## Supplied text
* * *

Asset Connection Resiliency
The SSR software provides path resiliency to a destination when multiple paths exist between peered SSRs. However, a destination may not have another SSR peer in its path. Specifically, an SSR conductor may be deployed on the public internet without a front-end SSR.
Refer to the BCP on Conductor Deployment for recommendations on how to deploy a Conductor.
Without a peering SSR, or without the use of dynamic routing protocols, the SSR considers all next hops equally, even though some paths may not provide a path to the destination. The following diagram depicts a case where two of the three paths to the Conductor are not available, even though the next hop gateway is responsive.
One of the connections an SSR establishes to a Conductor is that of the salt-minion (router) connecting to a salt-master (Conductor). The salt-minion and salt-master maintain a persistent TCP connection on port 4505 which the salt-master uses to publish requests to all salt-minions. When a salt-minion completes a request, it creates a transient connection on port 4506 back to the salt-master, sends an event with the result, then closes the connection.
The effect this problem has on salt is that if an event is sent to an invalid next hop, the request will never make it back to the salt-master. Since the SSR load balances Conductor traffic between all possible paths, some percentage of salt events will fail to be returned to the salt-master, resulting in state inconsistencies between router and Conductor.

* * *

## Provided records

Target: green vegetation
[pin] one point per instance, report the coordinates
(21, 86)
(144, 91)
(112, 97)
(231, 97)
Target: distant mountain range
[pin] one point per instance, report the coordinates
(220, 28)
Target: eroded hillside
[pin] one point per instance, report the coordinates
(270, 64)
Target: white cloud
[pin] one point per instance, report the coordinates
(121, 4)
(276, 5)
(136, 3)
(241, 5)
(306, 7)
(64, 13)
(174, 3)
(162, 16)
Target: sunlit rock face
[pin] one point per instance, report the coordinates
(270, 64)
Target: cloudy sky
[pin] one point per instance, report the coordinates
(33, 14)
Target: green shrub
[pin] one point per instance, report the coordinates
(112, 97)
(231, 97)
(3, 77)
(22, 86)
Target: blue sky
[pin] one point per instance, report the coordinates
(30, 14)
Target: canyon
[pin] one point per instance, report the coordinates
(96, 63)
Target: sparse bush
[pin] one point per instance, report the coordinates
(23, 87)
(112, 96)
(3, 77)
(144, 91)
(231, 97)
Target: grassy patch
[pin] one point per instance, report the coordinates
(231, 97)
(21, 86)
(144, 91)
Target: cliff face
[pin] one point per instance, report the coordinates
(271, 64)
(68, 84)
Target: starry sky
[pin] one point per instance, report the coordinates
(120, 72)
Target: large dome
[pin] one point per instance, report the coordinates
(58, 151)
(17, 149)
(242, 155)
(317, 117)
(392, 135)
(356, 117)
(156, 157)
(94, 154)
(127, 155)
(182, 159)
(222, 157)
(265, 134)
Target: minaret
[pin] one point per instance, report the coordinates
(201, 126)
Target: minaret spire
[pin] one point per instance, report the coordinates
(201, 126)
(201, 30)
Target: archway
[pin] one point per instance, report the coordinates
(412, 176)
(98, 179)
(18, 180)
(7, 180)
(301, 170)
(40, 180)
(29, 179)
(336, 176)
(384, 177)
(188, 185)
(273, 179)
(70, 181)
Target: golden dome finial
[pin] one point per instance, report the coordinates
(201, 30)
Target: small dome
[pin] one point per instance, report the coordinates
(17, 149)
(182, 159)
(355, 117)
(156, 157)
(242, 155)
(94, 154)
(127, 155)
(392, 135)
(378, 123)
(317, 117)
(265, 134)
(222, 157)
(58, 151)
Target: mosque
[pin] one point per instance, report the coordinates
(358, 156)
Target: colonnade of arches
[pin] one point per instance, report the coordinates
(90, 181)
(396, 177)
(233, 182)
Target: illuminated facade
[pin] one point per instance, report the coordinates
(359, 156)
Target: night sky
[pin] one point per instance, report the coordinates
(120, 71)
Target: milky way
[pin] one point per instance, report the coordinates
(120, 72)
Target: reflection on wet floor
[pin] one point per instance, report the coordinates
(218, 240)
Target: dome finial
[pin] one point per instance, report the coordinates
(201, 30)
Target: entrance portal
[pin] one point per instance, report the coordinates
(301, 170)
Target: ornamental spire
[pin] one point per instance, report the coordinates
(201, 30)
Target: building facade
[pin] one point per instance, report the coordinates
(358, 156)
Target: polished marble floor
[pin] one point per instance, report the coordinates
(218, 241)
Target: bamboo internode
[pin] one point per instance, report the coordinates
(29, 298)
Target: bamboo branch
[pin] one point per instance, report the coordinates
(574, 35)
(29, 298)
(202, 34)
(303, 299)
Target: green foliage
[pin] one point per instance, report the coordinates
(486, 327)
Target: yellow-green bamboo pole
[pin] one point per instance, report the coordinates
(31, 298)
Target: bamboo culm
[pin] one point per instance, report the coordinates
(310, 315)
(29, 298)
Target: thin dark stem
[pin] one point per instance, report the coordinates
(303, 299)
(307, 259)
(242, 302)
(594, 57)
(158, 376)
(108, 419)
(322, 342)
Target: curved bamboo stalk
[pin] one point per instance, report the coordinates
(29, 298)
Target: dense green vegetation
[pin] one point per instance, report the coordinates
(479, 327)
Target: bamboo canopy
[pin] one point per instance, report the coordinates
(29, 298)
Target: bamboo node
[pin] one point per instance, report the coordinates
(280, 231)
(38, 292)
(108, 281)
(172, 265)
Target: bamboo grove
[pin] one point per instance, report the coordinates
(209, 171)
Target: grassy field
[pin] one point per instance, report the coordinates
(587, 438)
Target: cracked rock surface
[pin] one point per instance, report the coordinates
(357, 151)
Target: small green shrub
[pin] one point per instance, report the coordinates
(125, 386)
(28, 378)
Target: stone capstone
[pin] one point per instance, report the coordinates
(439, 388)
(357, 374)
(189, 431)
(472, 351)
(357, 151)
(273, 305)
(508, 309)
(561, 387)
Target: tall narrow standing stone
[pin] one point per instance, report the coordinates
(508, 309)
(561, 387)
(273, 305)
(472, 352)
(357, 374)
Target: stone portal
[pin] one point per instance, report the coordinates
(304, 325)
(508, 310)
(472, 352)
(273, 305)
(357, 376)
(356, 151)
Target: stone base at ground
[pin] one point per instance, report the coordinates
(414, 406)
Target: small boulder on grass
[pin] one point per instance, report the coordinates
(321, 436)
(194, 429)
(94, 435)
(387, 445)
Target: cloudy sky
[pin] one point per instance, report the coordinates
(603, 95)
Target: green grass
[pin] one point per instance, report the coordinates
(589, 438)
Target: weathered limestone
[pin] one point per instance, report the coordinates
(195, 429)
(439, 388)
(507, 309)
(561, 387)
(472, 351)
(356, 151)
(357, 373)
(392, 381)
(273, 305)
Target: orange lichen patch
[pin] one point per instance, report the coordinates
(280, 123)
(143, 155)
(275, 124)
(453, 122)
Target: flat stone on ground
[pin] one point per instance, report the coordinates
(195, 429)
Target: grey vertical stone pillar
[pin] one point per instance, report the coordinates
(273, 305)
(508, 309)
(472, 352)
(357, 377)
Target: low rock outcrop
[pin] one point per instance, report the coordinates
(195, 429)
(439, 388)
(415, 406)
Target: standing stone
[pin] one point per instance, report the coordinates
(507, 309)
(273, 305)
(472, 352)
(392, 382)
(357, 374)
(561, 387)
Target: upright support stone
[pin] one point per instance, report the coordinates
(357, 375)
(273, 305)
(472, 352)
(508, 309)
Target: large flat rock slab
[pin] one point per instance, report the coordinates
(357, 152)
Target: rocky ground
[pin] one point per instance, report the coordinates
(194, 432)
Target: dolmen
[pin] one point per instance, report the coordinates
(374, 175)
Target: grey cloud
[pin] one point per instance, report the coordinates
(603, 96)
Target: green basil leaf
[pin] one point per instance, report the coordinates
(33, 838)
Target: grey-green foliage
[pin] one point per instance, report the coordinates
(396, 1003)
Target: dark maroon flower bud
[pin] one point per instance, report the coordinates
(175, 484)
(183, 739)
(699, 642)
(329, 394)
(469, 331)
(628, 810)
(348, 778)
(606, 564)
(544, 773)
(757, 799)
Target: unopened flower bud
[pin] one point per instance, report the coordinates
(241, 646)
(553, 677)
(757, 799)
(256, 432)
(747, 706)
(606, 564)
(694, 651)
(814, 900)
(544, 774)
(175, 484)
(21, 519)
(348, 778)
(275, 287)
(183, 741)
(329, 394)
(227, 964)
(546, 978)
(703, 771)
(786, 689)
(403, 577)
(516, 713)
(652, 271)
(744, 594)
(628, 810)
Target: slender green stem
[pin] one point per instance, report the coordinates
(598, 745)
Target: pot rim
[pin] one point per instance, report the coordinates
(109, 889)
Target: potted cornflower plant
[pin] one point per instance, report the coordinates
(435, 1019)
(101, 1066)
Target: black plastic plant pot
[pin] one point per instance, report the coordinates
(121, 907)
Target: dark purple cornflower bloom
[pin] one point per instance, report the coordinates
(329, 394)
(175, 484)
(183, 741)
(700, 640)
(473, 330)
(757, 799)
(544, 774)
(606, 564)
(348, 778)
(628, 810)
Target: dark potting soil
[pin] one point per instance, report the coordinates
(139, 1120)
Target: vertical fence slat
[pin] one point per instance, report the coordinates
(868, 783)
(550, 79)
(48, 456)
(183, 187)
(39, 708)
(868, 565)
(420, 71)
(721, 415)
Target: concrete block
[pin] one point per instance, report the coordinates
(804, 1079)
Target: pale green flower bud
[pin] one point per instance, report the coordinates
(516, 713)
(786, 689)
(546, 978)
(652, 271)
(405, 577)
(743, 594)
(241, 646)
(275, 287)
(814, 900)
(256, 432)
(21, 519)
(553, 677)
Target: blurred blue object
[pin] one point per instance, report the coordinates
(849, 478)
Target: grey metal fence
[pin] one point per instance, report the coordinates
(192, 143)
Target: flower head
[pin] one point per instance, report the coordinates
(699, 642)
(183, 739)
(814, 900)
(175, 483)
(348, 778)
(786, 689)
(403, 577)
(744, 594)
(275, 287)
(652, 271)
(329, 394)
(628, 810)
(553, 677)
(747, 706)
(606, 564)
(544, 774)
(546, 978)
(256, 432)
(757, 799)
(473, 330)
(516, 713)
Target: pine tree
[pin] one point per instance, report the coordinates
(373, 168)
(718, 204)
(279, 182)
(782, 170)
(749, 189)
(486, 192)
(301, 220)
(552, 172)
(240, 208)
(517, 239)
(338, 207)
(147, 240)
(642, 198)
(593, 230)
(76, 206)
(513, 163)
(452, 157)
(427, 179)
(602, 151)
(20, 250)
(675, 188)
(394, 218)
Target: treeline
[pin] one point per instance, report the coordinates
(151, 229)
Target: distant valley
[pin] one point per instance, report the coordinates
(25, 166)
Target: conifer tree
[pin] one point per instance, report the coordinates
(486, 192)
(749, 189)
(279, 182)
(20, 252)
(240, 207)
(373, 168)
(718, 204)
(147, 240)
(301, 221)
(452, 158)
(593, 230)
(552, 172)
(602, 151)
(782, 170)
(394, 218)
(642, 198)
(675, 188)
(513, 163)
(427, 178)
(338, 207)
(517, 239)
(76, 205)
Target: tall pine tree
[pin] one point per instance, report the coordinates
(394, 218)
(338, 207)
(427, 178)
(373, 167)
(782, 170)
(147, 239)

* * *

## Written problem
In the text on asset connection resiliency, which port carries the persistent TCP connection between the salt-minion and the salt-master? This data has no connection to the text on asset connection resiliency.

## Answer for the task
Port 4505.